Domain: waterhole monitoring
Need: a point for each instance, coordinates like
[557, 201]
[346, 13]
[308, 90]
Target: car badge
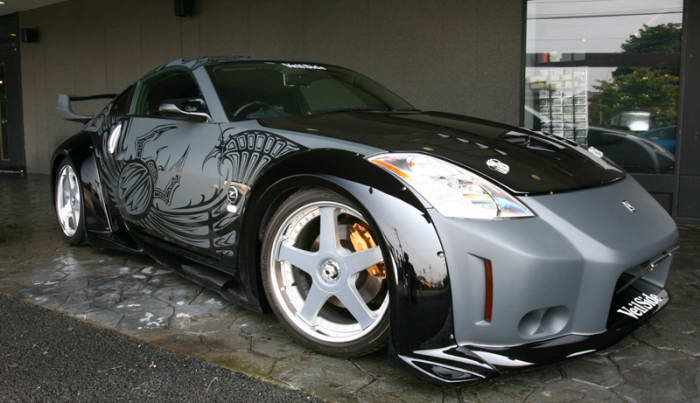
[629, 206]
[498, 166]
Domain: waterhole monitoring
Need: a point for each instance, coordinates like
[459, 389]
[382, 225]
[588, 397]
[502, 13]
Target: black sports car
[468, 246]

==

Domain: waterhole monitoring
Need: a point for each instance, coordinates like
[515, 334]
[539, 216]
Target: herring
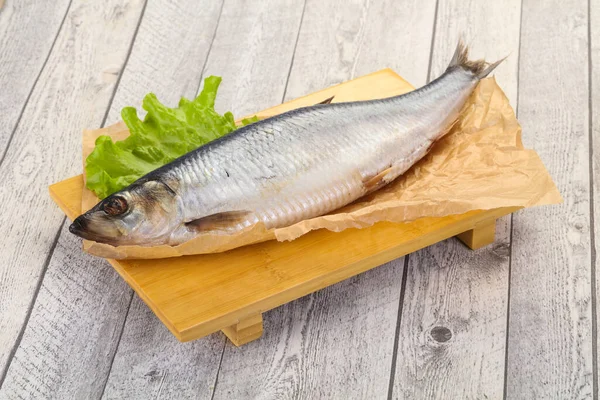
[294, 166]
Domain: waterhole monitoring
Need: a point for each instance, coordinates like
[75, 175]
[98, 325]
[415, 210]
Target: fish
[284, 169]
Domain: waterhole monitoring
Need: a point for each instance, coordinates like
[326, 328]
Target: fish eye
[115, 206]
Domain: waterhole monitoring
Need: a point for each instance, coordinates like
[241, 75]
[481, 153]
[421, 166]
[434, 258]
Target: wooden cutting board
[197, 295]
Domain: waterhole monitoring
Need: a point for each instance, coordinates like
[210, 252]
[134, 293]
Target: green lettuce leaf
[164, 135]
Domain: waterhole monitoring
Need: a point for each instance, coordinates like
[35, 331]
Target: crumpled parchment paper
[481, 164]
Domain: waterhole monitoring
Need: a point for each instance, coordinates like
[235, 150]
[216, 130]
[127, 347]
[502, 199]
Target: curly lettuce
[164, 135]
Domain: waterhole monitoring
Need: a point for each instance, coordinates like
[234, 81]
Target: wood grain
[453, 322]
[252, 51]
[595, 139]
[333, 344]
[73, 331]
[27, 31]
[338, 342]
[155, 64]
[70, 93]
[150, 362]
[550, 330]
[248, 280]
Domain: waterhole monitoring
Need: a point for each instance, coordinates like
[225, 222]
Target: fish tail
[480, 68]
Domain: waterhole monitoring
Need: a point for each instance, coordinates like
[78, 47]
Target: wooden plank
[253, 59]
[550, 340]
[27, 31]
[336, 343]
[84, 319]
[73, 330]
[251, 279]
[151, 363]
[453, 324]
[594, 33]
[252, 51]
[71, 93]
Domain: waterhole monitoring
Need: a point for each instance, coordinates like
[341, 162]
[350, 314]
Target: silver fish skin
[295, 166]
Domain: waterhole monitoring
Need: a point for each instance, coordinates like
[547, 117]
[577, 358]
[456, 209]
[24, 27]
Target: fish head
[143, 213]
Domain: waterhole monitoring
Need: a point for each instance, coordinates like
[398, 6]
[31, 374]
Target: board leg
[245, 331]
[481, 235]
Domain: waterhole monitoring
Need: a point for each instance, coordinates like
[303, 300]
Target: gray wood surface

WHAT THE TASK REQUIRES:
Please give again the lines above between the line holding "Target: wood grain" and the line holding "Target: gray wood surface", inclusive, exactly as they are and with nothing added.

RESULT BELOW:
Target: wood grain
[453, 322]
[252, 51]
[595, 139]
[333, 344]
[73, 331]
[27, 31]
[338, 342]
[155, 64]
[70, 93]
[150, 362]
[550, 330]
[248, 280]
Domain: waterhole monitoring
Need: a point for each instance, coordinates like
[225, 222]
Target: fish tail
[480, 68]
Domain: waterhole monitoring
Need: a point for each instance, coordinates like
[78, 47]
Target: wooden plank
[253, 59]
[550, 340]
[27, 31]
[336, 343]
[84, 319]
[73, 330]
[251, 279]
[151, 363]
[453, 324]
[594, 33]
[252, 51]
[71, 93]
Domain: waterhole monitoring
Need: a point for each instance, coordinates like
[341, 162]
[350, 314]
Target: silver fish skin
[295, 166]
Domain: waterhole monitoring
Need: a point for each instance, coordinates like
[547, 117]
[577, 358]
[456, 209]
[24, 27]
Target: fish head
[143, 213]
Domain: waterhole monitoring
Need: a point for each instance, coordinates like
[398, 6]
[31, 374]
Target: board leg
[245, 331]
[481, 235]
Domain: waterhole monitoring
Need: a point for each instance, coordinates like
[303, 300]
Target: gray wood surface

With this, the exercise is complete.